**THE DATA**.
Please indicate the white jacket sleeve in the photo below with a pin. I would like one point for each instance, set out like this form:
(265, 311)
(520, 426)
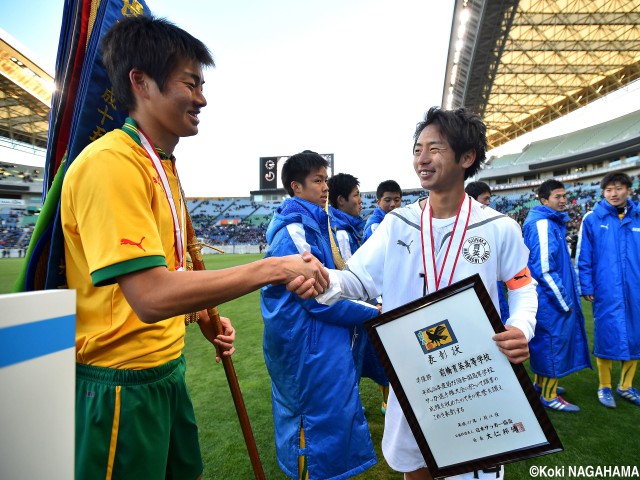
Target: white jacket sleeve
(523, 306)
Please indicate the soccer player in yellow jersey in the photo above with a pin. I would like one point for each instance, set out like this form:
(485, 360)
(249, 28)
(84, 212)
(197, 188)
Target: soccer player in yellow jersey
(123, 220)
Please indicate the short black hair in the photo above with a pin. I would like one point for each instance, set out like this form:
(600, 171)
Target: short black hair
(341, 184)
(152, 45)
(388, 186)
(298, 166)
(475, 189)
(548, 186)
(463, 130)
(615, 177)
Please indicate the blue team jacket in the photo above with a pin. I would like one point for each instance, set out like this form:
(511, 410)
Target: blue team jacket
(560, 344)
(608, 259)
(307, 350)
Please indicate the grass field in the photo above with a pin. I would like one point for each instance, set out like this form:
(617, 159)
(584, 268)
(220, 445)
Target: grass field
(593, 437)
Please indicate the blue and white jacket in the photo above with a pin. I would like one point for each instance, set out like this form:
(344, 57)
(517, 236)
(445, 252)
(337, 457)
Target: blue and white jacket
(607, 260)
(560, 344)
(307, 350)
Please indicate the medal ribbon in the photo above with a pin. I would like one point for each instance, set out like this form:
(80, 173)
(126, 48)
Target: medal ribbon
(177, 229)
(431, 276)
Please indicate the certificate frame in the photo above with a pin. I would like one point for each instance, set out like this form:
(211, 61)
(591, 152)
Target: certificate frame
(458, 415)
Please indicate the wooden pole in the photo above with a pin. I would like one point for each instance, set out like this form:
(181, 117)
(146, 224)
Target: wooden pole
(194, 248)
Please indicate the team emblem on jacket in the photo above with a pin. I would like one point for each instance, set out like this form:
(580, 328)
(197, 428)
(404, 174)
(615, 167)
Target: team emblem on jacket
(476, 250)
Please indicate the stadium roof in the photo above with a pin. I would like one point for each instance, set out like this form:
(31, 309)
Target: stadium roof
(521, 64)
(25, 95)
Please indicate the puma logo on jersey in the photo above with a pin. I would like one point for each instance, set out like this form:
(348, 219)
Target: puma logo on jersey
(407, 246)
(126, 241)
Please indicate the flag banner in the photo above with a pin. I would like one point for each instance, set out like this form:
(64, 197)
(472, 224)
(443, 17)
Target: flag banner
(83, 109)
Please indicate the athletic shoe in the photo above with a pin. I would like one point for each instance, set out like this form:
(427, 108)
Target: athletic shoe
(559, 404)
(630, 394)
(559, 390)
(606, 397)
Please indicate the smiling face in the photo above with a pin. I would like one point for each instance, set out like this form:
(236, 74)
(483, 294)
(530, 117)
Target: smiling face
(557, 200)
(389, 201)
(351, 205)
(434, 162)
(171, 114)
(484, 198)
(314, 189)
(616, 194)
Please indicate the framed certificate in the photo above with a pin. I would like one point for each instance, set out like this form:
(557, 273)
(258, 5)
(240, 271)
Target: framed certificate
(468, 407)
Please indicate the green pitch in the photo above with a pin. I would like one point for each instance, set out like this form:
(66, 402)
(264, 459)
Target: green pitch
(595, 436)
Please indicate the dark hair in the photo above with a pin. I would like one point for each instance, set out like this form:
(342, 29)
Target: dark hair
(152, 45)
(298, 166)
(341, 184)
(612, 178)
(548, 186)
(463, 130)
(475, 189)
(388, 186)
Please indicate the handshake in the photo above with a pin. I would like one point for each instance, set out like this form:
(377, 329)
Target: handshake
(305, 275)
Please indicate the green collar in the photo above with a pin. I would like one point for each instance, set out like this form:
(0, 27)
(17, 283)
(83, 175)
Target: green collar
(130, 127)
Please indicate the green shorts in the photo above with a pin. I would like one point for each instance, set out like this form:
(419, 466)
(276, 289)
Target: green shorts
(135, 424)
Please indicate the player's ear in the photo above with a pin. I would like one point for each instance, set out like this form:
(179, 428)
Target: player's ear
(139, 83)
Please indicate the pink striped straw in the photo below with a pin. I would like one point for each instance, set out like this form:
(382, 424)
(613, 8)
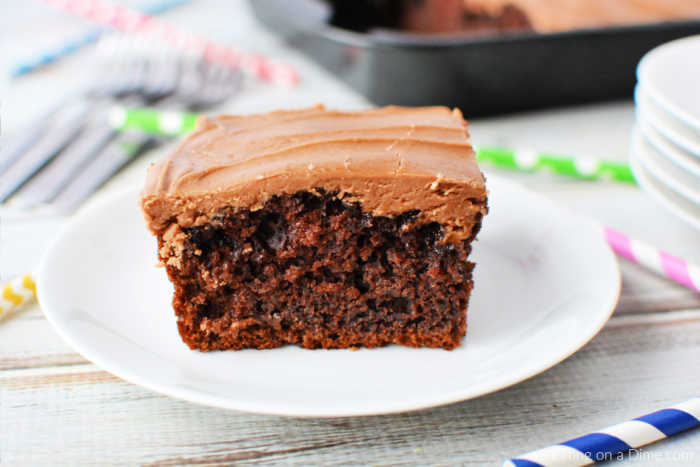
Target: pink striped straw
(666, 264)
(132, 21)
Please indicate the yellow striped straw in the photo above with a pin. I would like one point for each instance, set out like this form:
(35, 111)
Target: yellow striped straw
(16, 293)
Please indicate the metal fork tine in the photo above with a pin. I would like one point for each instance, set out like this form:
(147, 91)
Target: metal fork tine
(69, 124)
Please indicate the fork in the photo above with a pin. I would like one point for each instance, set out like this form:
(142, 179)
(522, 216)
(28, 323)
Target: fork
(201, 84)
(47, 137)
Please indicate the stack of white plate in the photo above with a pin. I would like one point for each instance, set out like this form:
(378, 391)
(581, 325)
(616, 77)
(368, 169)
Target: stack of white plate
(665, 148)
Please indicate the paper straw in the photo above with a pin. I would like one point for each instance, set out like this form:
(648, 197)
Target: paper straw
(16, 293)
(610, 443)
(670, 266)
(584, 168)
(132, 21)
(70, 46)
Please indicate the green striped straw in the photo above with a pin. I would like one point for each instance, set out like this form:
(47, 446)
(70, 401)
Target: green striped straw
(168, 123)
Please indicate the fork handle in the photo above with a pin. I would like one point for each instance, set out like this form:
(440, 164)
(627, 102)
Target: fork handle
(48, 183)
(118, 153)
(62, 127)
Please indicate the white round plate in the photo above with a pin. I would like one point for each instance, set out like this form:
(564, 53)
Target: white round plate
(546, 283)
(673, 130)
(670, 74)
(679, 156)
(673, 201)
(676, 178)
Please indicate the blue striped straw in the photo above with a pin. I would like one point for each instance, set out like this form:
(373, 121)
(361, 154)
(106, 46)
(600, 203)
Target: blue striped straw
(70, 46)
(606, 444)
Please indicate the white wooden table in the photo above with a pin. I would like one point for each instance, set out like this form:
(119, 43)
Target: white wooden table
(58, 408)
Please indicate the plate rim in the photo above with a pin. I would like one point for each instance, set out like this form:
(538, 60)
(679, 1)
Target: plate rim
(668, 148)
(646, 63)
(646, 152)
(205, 399)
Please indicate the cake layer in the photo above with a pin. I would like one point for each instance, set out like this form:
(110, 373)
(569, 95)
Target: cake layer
(391, 160)
(312, 270)
(320, 228)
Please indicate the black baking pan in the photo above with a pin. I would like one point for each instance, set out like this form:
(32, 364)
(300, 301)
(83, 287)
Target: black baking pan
(482, 75)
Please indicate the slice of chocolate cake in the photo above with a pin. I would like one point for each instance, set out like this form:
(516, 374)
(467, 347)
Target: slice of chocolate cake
(319, 228)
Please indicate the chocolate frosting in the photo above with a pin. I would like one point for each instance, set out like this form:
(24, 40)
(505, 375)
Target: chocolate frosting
(391, 160)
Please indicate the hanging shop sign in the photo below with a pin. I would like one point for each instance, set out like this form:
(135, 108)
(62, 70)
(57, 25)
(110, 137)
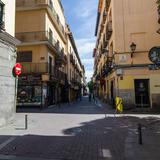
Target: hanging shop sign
(17, 69)
(154, 55)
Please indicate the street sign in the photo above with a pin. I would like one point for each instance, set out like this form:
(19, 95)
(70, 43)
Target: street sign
(18, 69)
(154, 55)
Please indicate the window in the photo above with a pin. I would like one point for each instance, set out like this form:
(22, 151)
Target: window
(1, 15)
(24, 56)
(50, 35)
(58, 19)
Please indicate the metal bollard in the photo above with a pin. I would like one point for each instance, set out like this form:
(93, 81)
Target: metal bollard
(140, 133)
(26, 122)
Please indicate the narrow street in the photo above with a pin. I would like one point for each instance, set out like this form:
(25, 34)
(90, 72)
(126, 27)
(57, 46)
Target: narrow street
(79, 131)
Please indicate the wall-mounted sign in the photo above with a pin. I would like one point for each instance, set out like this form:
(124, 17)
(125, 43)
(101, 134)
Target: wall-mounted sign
(122, 58)
(154, 55)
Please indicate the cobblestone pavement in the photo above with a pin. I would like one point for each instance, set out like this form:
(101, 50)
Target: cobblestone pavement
(80, 131)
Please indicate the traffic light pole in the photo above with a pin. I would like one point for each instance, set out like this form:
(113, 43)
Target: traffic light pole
(15, 99)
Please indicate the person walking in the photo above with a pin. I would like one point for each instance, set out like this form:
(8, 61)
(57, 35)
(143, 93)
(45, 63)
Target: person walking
(90, 87)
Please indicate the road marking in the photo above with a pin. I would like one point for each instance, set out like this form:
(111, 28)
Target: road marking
(7, 142)
(12, 157)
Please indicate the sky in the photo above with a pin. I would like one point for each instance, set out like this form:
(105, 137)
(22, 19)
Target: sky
(81, 16)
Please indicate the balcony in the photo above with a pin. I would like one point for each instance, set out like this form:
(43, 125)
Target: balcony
(34, 68)
(35, 4)
(36, 37)
(61, 59)
(107, 4)
(109, 30)
(43, 68)
(42, 37)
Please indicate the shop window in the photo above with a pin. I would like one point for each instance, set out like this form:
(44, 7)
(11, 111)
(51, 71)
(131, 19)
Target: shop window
(24, 56)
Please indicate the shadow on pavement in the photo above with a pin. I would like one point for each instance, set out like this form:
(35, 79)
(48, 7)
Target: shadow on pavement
(77, 107)
(102, 139)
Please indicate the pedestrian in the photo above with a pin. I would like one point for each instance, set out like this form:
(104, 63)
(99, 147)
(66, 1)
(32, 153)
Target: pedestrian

**EXERCISE DESCRIPTION**. Look through the data above. Each line containing the word "pedestrian" needs to be copied.

**TASK OUTPUT**.
Please indicate the pedestrian in the photo above with a pin. I would like one point for each instance, set out like this form:
Target: pedestrian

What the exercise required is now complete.